— Begin Listed entries —
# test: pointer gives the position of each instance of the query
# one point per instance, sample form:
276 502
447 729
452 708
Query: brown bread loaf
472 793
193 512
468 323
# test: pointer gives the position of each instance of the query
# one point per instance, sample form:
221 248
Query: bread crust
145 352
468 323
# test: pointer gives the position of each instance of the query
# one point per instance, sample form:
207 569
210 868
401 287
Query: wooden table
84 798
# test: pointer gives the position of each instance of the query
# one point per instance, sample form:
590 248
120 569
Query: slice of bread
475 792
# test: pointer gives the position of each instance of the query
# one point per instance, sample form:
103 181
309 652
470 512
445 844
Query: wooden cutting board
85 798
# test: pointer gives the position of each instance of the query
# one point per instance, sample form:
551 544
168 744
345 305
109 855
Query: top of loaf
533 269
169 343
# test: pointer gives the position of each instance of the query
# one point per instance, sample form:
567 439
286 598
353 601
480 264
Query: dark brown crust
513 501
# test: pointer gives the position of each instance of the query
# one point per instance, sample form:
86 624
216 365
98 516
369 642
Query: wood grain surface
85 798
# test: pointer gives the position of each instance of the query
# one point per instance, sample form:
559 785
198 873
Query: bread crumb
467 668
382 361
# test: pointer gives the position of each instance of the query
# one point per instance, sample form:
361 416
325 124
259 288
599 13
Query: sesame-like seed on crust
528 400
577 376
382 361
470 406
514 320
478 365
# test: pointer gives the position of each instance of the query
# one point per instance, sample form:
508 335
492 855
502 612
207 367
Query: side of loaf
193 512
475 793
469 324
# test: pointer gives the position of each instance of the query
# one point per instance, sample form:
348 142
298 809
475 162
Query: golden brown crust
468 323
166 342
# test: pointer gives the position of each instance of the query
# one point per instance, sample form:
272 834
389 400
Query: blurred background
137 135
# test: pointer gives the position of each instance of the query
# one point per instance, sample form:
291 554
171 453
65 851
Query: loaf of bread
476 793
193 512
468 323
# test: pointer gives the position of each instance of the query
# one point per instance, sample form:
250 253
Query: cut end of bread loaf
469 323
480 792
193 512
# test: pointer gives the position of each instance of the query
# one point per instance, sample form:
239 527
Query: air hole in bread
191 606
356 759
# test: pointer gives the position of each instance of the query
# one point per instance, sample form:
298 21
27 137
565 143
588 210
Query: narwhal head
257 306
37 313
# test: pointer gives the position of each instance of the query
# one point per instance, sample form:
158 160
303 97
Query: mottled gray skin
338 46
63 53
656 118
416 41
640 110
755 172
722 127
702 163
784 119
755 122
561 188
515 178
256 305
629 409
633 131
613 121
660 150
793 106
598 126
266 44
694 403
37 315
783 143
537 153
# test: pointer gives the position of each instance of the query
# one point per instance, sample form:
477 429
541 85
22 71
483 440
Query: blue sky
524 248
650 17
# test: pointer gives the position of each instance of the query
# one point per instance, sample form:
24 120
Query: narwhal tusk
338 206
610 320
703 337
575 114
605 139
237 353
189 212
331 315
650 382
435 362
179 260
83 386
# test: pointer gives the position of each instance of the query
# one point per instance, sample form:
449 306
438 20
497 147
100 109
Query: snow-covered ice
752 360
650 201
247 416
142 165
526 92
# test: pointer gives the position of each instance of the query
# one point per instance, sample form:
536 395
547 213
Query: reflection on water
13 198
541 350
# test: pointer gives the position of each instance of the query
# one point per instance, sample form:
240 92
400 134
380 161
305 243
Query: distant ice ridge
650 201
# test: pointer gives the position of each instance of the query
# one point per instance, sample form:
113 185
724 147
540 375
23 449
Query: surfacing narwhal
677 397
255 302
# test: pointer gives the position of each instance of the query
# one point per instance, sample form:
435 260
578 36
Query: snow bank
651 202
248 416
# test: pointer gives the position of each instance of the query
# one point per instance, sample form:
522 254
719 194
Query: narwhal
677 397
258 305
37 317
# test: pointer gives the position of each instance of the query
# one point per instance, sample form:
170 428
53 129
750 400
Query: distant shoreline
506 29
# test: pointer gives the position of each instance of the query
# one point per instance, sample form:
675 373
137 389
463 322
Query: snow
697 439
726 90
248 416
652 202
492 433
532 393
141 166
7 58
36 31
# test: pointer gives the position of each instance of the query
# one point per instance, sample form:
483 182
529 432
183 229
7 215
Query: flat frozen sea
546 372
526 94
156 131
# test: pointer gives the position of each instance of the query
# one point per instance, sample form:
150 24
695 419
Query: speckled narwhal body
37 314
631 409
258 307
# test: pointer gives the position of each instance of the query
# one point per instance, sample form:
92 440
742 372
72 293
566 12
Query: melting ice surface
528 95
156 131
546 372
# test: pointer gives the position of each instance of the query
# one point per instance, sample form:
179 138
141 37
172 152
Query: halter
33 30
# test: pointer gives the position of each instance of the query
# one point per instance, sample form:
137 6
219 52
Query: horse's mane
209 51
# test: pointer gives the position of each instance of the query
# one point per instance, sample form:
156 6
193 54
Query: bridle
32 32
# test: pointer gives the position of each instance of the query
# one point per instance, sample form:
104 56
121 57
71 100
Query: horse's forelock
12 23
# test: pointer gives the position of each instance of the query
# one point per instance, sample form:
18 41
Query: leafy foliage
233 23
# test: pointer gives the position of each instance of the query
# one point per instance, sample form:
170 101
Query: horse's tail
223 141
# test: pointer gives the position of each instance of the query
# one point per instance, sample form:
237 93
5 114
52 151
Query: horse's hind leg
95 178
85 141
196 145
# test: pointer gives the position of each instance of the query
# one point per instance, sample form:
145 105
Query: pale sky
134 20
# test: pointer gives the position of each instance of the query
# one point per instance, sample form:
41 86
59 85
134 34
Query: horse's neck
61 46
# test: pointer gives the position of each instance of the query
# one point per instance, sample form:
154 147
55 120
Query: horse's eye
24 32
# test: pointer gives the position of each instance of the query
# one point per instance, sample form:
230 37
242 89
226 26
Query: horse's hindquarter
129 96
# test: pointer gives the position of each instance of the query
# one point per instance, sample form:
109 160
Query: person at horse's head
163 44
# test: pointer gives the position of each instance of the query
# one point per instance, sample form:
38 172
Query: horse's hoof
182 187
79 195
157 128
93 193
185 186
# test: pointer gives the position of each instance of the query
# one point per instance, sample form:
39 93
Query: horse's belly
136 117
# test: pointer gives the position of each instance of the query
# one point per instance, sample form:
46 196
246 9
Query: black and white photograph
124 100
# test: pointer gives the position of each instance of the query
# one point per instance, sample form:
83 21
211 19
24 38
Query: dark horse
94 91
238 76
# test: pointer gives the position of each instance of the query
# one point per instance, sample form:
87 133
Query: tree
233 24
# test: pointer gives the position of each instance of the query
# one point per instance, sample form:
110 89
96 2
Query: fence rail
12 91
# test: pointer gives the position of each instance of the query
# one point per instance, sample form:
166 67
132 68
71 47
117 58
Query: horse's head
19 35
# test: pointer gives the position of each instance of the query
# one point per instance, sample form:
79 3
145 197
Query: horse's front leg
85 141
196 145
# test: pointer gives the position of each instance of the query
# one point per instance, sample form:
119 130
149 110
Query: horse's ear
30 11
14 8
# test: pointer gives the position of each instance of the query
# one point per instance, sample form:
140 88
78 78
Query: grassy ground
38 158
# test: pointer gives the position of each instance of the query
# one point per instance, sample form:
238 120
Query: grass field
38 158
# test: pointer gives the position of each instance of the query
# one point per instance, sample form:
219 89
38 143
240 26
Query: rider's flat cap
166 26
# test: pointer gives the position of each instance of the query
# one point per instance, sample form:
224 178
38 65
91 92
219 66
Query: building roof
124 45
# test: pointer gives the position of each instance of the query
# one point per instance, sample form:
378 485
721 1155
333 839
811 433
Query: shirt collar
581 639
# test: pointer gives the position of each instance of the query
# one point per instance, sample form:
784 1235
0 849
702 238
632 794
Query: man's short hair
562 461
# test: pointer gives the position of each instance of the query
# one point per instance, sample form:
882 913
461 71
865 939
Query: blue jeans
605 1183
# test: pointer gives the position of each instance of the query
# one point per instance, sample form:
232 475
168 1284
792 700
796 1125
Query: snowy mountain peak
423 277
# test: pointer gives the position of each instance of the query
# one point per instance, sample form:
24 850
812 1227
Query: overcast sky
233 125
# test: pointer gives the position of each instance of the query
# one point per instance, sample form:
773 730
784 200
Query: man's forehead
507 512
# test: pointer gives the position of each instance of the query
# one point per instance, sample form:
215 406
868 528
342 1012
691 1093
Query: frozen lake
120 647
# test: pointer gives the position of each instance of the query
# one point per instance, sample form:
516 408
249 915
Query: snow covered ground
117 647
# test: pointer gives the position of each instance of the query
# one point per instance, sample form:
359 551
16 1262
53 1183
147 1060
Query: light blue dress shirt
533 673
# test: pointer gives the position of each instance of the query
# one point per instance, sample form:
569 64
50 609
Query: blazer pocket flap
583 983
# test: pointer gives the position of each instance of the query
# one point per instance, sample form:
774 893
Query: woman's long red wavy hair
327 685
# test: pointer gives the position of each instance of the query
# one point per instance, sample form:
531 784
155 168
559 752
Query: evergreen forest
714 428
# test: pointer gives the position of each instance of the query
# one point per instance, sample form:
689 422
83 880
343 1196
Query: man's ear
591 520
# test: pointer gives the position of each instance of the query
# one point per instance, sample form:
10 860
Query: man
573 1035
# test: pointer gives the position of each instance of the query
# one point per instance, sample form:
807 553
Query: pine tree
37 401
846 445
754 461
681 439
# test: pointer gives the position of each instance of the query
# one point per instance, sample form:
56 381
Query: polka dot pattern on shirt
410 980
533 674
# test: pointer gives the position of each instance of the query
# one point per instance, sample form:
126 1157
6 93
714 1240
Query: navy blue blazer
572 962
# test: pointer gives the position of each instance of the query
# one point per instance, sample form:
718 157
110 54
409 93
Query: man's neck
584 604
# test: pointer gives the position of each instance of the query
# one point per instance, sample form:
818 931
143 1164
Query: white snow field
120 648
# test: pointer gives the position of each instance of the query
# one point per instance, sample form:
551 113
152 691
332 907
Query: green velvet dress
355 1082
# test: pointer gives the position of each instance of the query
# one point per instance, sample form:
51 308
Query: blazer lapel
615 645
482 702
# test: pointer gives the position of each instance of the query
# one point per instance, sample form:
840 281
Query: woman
— End Listed entries —
» Problem
Pull out every line of the material above that contains the string "woman" and copy each one unchanged, in its original order.

» Output of the task
Query: woman's long red wavy hair
Query: woman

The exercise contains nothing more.